Provided text
++++++

But surely, before we reject civility altogether, we ought to be quite clear on exactly what it is that we’re rejecting, lest we miss it when it’s gone. So what I propose to do here is answer that question by exploring our modern concept of civility in light of its long and complicated history ― a history that came to a head in early modern European debates about religious toleration Europe in the years following the Reformation.
This close connection with toleration explains, I think, why citizens of twenty-first century liberal democracies find ourselves continually appealing to this unapologetically antiquated and old-fashioned concept today whenever we feel our own fundamental disagreements driving us farther and farther apart. But as such, civility has always been controversial ― for the rebellion against civility began as soon as the concept was first invoked to quiet a religious controversy. Thus some of civility’s earliest critics were justifiably suspicious that the prosecution of incivility was just another way to persecute dissent.
While this forgotten history suggests that the modern sceptics of civility are right to be suspicious, I hope to demonstrate how one of the earliest defenders of religious toleration stumbled upon “mere civility” as the key to unmurderous coexistence between those who not only differed, but profoundly disagreed, on “the fundamentals”.
The idea of “mere civility” that I find in Roger Williams, a Puritan dissenter and founder of the colony of Rhode Island, certainly challenges many of our preconceptions about what a tolerant ― or civil ― society should like. Nevertheless, I’ll argue that it both offers a promising way forward, and that it constitutes a virtue of which tolerant societies are now in desperate need.
What is “civility”?

++++++

Goal A
Retype the passage on civility from "While this forgotten" to "in desperate need.".

(Entries from a point annotation set)
++++++

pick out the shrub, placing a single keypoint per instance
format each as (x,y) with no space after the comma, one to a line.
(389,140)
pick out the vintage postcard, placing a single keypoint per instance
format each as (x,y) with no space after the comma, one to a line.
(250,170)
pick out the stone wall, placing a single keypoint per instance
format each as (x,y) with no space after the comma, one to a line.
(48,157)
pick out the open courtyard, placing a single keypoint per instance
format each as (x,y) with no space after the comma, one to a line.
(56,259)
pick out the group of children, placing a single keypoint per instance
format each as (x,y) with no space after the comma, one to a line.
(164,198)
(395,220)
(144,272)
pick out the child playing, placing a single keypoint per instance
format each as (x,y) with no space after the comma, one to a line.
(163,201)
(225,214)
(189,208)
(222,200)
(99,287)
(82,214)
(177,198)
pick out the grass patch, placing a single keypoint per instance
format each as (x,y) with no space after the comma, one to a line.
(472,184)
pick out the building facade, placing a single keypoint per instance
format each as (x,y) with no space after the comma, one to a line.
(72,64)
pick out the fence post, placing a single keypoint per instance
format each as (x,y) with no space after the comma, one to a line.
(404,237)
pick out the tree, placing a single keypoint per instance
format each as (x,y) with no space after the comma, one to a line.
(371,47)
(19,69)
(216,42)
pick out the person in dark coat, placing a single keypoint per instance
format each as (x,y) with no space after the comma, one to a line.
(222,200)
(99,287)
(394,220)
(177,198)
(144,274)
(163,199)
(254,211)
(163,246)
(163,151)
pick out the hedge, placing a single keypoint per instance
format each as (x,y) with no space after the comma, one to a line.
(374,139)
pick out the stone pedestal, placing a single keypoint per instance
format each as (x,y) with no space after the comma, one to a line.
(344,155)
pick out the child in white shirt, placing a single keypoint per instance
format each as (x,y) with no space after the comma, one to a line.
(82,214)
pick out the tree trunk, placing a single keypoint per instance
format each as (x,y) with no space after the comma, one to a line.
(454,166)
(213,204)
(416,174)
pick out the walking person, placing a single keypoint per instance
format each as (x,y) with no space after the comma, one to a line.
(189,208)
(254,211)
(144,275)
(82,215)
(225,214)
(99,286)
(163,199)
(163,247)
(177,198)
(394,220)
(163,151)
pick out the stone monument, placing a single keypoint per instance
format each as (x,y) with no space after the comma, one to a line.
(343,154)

++++++

Goal B
Echo the entries, starting at the line with "pick out the stone monument, placing" and going through the last line of the entries.

Exercise output A
While this forgotten history suggests that the modern sceptics of civility are right to be suspicious, I hope to demonstrate how one of the earliest defenders of religious toleration stumbled upon “mere civility” as the key to unmurderous coexistence between those who not only differed, but profoundly disagreed, on “the fundamentals”.
The idea of “mere civility” that I find in Roger Williams, a Puritan dissenter and founder of the colony of Rhode Island, certainly challenges many of our preconceptions about what a tolerant ― or civil ― society should like. Nevertheless, I’ll argue that it both offers a promising way forward, and that it constitutes a virtue of which tolerant societies are now in desperate need.

Exercise output B
pick out the stone monument, placing a single keypoint per instance
format each as (x,y) with no space after the comma, one to a line.
(343,154)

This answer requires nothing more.